### TEXT UNDER STUDY
Friday, September 4, 2009

September 4: Max Delbrück


Max Ludwig Henning Delbrück
September 4, 1906 – March 9, 1981

Max Delbrück was a German-American biophysicist and Nobel laureate.

Delbrück was born in Berlin, German Empire. His father was Hans Delbrück, a professor of history at the University of Berlin, and his mother was the granddaughter of Justus von Liebig.

Delbrück studied astrophysics, shifting towards theoretical physics, at the University of Göttingen. After receiving his Ph.D. in 1930, he traveled through England, Denmark, and Switzerland. He met Wolfgang Pauli and Niels Bohr, who got him interested in biology.

Delbrück went back to Berlin in 1932 as an assistant to Lise Meitner, who was collaborating with Otto Hahn on the results of irradiating uranium with neutrons. During this period he wrote a few papers, one of which turned out to be an important contribution on the scattering of gamma rays by a Coulomb field due to polarization of the vacuum produced by that field (1933). His conclusion proved to be theoretically sound but inapplicable to the case in point, but 20 years later Hans Bethe confirmed the phenomenon and named it "Delbrück scattering".

### ASSIGNMENT
Extend the biography of Max Delbrück, picking up after its final sentence.

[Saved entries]
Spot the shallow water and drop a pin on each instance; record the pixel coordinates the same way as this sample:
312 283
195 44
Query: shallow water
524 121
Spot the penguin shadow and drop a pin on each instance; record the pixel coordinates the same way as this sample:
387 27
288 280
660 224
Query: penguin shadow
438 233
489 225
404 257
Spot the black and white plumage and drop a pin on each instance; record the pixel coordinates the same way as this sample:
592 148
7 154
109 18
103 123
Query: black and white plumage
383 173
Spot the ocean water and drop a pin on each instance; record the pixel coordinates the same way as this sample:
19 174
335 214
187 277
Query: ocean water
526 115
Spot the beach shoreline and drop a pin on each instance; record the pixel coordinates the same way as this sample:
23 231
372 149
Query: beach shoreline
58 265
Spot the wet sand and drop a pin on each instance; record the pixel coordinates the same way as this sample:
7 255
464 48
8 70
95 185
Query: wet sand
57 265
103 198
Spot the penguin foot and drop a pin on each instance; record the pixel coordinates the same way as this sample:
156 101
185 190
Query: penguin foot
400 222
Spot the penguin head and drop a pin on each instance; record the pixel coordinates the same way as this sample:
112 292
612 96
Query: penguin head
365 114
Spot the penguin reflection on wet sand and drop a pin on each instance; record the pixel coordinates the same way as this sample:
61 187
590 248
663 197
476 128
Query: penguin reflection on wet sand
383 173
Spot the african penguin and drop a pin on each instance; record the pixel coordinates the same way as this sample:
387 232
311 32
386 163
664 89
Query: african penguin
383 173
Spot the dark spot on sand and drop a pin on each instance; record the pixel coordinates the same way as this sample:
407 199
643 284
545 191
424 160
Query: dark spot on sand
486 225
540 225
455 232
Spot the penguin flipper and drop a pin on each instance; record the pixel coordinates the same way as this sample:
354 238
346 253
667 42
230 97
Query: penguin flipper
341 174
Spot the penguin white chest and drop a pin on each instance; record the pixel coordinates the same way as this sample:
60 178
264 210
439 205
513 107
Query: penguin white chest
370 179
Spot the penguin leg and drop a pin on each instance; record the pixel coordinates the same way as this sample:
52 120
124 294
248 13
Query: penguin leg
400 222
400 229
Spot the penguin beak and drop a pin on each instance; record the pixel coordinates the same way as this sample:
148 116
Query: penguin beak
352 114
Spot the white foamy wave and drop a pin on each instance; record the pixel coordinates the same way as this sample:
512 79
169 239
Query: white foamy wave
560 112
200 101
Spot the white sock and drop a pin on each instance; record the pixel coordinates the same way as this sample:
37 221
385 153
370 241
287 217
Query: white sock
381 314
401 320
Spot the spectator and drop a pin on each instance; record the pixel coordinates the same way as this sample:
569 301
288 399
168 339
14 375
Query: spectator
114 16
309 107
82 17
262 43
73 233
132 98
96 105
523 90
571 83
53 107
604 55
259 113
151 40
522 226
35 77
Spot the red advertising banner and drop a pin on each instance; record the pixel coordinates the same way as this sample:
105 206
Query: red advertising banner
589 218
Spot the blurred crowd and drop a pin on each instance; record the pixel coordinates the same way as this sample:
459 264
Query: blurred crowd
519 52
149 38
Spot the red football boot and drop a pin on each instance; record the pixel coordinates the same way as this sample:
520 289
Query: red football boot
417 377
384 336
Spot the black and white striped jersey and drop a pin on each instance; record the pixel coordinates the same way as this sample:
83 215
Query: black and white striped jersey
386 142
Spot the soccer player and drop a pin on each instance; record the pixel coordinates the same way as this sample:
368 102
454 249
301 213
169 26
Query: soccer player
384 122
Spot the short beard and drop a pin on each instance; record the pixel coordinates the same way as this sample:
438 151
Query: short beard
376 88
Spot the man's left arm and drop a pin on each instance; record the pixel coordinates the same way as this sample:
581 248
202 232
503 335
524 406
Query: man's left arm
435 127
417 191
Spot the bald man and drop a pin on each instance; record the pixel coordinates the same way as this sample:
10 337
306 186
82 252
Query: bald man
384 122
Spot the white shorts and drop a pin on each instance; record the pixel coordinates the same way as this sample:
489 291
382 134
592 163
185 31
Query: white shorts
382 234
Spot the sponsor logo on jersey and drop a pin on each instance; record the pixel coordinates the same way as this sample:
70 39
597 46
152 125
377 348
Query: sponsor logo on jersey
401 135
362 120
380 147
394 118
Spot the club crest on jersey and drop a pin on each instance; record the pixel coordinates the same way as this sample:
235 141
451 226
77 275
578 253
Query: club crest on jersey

### REPLY TO THE EXERCISE
In 1937, he moved to the United States to pursue his interests in biology, taking up research in the Biology Division at Caltech on genetics of the fruit fly Drosophila melanogaster.

Delbrück was one of the most influential people in the movement of physical scientists into biology during the 20th century. Delbrück's thinking about the physical basis of life stimulated Erwin Schrödinger to write the highly influential book, What Is Life?. Schrödinger's book was an important influence on Francis Crick, James D. Watson and Maurice Wilkins who won a Nobel prize for the discovery of the DNA double helix.